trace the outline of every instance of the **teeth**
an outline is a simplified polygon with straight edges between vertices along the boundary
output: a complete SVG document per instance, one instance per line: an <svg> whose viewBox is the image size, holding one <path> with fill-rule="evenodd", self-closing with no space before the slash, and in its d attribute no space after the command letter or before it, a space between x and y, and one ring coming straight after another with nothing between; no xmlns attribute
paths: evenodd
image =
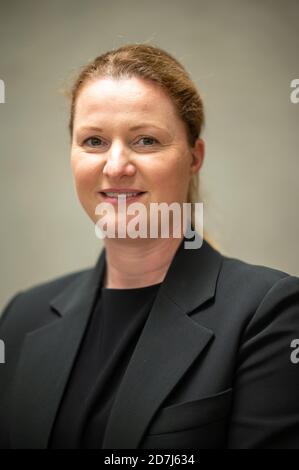
<svg viewBox="0 0 299 470"><path fill-rule="evenodd" d="M109 197L118 197L118 196L126 196L126 197L132 197L132 196L137 196L139 193L105 193Z"/></svg>

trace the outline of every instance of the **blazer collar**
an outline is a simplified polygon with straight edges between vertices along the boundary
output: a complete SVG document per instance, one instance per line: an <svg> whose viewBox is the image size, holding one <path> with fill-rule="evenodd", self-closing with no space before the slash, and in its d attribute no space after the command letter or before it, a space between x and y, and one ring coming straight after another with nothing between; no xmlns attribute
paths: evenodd
<svg viewBox="0 0 299 470"><path fill-rule="evenodd" d="M223 255L205 239L198 249L186 249L184 238L168 269L160 292L167 295L185 313L213 297ZM60 316L73 312L79 304L91 307L97 298L106 268L103 248L93 269L89 269L54 297L50 306Z"/></svg>
<svg viewBox="0 0 299 470"><path fill-rule="evenodd" d="M206 240L195 250L185 249L184 241L158 291L117 390L103 448L138 447L163 400L213 337L211 330L189 315L214 296L223 256ZM13 448L47 447L97 299L105 256L103 249L94 268L79 274L51 300L56 320L25 337L13 390Z"/></svg>

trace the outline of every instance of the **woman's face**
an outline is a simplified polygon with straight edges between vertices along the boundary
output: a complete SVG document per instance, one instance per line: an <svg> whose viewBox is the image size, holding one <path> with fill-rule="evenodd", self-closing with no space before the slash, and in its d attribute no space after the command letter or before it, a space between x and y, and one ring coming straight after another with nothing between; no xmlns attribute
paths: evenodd
<svg viewBox="0 0 299 470"><path fill-rule="evenodd" d="M71 166L79 200L94 223L96 206L107 201L101 191L109 188L144 192L135 202L147 210L153 202L186 202L203 156L203 141L188 146L184 123L154 83L101 78L80 91Z"/></svg>

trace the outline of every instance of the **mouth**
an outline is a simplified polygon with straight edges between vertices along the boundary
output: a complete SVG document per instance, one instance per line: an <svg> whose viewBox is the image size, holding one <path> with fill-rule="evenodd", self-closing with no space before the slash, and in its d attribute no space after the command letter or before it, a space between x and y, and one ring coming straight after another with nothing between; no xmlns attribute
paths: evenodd
<svg viewBox="0 0 299 470"><path fill-rule="evenodd" d="M146 194L146 191L141 191L139 193L104 193L102 191L99 192L99 194L102 196L104 201L110 202L111 204L117 204L118 200L123 200L125 197L125 201L137 201L140 199L144 194Z"/></svg>

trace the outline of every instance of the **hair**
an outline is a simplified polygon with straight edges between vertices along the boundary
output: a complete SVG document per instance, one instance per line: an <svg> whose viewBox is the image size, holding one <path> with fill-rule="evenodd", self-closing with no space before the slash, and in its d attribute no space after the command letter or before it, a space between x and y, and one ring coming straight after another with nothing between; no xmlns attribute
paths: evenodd
<svg viewBox="0 0 299 470"><path fill-rule="evenodd" d="M76 101L83 86L99 78L123 79L138 77L158 84L171 98L178 116L185 124L190 147L194 147L205 124L201 96L182 64L160 47L149 44L127 44L112 49L83 65L69 90L69 132L72 138ZM199 176L192 175L187 202L191 204L191 223L195 227L195 206L199 202ZM207 236L211 244L215 243Z"/></svg>

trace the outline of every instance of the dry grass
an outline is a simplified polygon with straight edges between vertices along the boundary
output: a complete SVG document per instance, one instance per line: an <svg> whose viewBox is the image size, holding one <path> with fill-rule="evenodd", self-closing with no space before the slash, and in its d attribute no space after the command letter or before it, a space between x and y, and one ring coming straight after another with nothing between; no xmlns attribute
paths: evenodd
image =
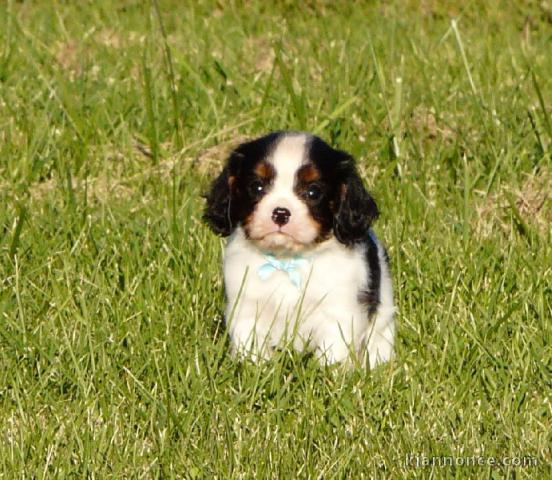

· · ·

*What you are asked to do*
Repeat each record exactly, with the pictures left out.

*Your solution*
trace the outline of every instance of the **teeth**
an outline is a simplified polygon with straight edges between vertices along the boundary
output: a complete SVG document per instance, one instance per line: an <svg> whose viewBox is the image size, holding one <path> with fill-rule="evenodd", self-closing with no space before the slash, and in its d attribute no space after the command letter or before it, a space between x and y, and one ring coming straight after another with nothing between; no xmlns attribute
paths: evenodd
image =
<svg viewBox="0 0 299 470"><path fill-rule="evenodd" d="M109 197L118 197L118 196L126 196L126 197L132 197L132 196L137 196L139 193L105 193Z"/></svg>

trace the outline of every instance of the **blazer collar**
an outline is a simplified polygon with straight edges between vertices along the boundary
output: a complete SVG document per instance, one instance per line: an <svg> whose viewBox is the image size, holding one <path> with fill-rule="evenodd", self-closing with no space before the slash, and in its d attribute no space after the command letter or before it, a space between x and y, and one ring coming straight after another with nothing between; no xmlns attribute
paths: evenodd
<svg viewBox="0 0 299 470"><path fill-rule="evenodd" d="M223 255L205 239L198 249L186 249L184 238L168 269L160 292L167 295L185 313L213 297ZM60 316L73 312L79 304L91 307L97 298L106 268L103 248L93 269L89 269L54 297L50 306Z"/></svg>
<svg viewBox="0 0 299 470"><path fill-rule="evenodd" d="M206 240L195 250L185 249L184 241L158 291L117 390L103 448L138 447L163 400L213 337L211 330L189 315L214 296L223 256ZM13 448L47 447L97 299L105 256L103 249L94 268L79 274L51 300L56 320L25 337L13 390Z"/></svg>

trace the outline of every instance of the **woman's face**
an outline is a simplified polygon with straight edges between vertices along the boundary
output: a complete SVG document per instance, one instance per line: an <svg> whose viewBox is the image size, holding one <path> with fill-rule="evenodd", self-closing with no space before the slash, and in its d attribute no space after the command letter or before it, a space between x and y, and one ring coming straight after another with nothing between; no xmlns attribute
paths: evenodd
<svg viewBox="0 0 299 470"><path fill-rule="evenodd" d="M71 166L79 200L94 223L96 206L107 201L101 191L109 188L144 192L135 202L147 210L153 202L186 202L203 156L203 141L188 146L184 123L154 83L101 78L80 91Z"/></svg>

trace the outline of every instance of the **mouth**
an outline is a simplified polygon with straight edges between vertices along the boundary
output: a complete SVG document per instance, one instance per line: an <svg> whose viewBox is the image size, holding one <path> with fill-rule="evenodd", self-closing with no space before the slash, and in its d attribute no space after the command letter or before it, a space between x and y, and one ring coming straight after another with nothing between; no xmlns attribute
paths: evenodd
<svg viewBox="0 0 299 470"><path fill-rule="evenodd" d="M146 194L146 191L141 191L139 193L104 193L102 191L99 192L99 194L102 196L104 201L110 202L111 204L117 204L118 200L123 200L125 197L125 201L137 201L140 199L144 194Z"/></svg>

trace the outline of every instance of the **hair**
an outline is a simplified polygon with straight edges between vertices along the boundary
output: a complete SVG document per instance, one instance per line: an <svg> whose viewBox is the image size, holding one <path> with fill-rule="evenodd", self-closing with no space before the slash, and in its d attribute no space after the command letter or before it, a space between x and y, and one ring coming straight after another with nothing between; no xmlns attribute
paths: evenodd
<svg viewBox="0 0 299 470"><path fill-rule="evenodd" d="M76 101L83 86L99 78L123 79L138 77L158 84L171 98L178 116L185 124L190 147L194 147L205 124L201 96L182 64L160 47L149 44L127 44L112 49L83 65L69 90L69 132L72 138ZM199 176L192 175L187 202L191 204L191 223L195 227L195 206L199 202ZM207 236L211 244L215 243Z"/></svg>

trace the outline of every instance of the dry grass
an outline is a simplified polygon with straight edges between vertices along the boundary
output: a complete SVG document per instance, one instance per line: an <svg> whose viewBox is the image size, holding one <path> with fill-rule="evenodd", self-closing with no space before the slash, and in its d attribute no space after the command letter or before it, a space between x and y, and one ring coming straight after another with nothing between; no xmlns attribute
paths: evenodd
image =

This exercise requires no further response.